> **Work instructions**
Each record needs to be echoed exactly; can you do that?

Dataset rows

####################

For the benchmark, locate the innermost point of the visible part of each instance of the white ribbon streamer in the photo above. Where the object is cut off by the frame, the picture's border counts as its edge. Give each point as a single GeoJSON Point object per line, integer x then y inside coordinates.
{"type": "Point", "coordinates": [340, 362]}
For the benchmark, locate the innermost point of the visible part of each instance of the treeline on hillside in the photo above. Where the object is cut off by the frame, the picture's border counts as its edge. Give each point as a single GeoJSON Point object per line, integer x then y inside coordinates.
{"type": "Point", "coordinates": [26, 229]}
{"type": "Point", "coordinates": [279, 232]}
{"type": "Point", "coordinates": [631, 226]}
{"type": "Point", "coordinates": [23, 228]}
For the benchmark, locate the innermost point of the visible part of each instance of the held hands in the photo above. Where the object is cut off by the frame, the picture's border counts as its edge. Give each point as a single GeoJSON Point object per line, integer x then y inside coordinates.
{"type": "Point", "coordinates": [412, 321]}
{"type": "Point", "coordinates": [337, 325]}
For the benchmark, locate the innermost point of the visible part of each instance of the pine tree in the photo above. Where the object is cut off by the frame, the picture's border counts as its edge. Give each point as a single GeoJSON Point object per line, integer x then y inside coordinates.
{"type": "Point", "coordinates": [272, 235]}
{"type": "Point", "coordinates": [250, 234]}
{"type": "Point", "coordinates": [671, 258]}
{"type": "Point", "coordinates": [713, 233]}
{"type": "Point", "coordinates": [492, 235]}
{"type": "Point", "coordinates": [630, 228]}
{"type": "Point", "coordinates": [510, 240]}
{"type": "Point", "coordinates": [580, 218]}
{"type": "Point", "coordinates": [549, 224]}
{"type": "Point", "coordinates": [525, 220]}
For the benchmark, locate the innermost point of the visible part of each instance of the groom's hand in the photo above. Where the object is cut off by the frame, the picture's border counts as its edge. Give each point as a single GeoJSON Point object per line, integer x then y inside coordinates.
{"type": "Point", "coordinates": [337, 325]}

####################

> **Solution to the problem**
For the benchmark, locate the innermost point of the visible part of each instance of the white ribbon streamer in the photo above. Where the object is cut off by the frame, the picture's border counts as its edge. Give each point as a single GeoJSON Point object per line, integer x then y inside coordinates.
{"type": "Point", "coordinates": [340, 362]}
For the benchmark, locate the innermost point of the visible part of each instance of the treeline on hillside in the photo above. Where the object is cut off by the frame, the picture's border counts as its edge. Give each point as a single GeoJSON Point object per line, integer x then y inside coordinates.
{"type": "Point", "coordinates": [26, 229]}
{"type": "Point", "coordinates": [279, 232]}
{"type": "Point", "coordinates": [631, 226]}
{"type": "Point", "coordinates": [23, 228]}
For the benchmark, locate the innermost point of the visible part of each instance of the held hands in the photo above. Where the object is cut off by the frame, the picture's border counts as its edge. Give each point as a single GeoJSON Point object per line, integer x then y inside coordinates.
{"type": "Point", "coordinates": [412, 321]}
{"type": "Point", "coordinates": [337, 325]}
For the benchmark, locate the innermost point of the visible part of each instance of the pine tree in the photo above. Where the object is cut off by the frame, the picture's border counts as its edge. Give each point as a single GeoJSON Point object per line, integer x then y inside coordinates.
{"type": "Point", "coordinates": [272, 235]}
{"type": "Point", "coordinates": [250, 234]}
{"type": "Point", "coordinates": [671, 258]}
{"type": "Point", "coordinates": [713, 233]}
{"type": "Point", "coordinates": [492, 235]}
{"type": "Point", "coordinates": [630, 228]}
{"type": "Point", "coordinates": [510, 240]}
{"type": "Point", "coordinates": [580, 218]}
{"type": "Point", "coordinates": [549, 224]}
{"type": "Point", "coordinates": [525, 220]}
For the benchmark, locate the innermost point of the visible part of each instance of the groom's hand in the photo above. Where the object is cut off by the frame, the picture's border counts as its edge. Give each point as a single GeoJSON Point object per line, integer x then y inside coordinates.
{"type": "Point", "coordinates": [337, 325]}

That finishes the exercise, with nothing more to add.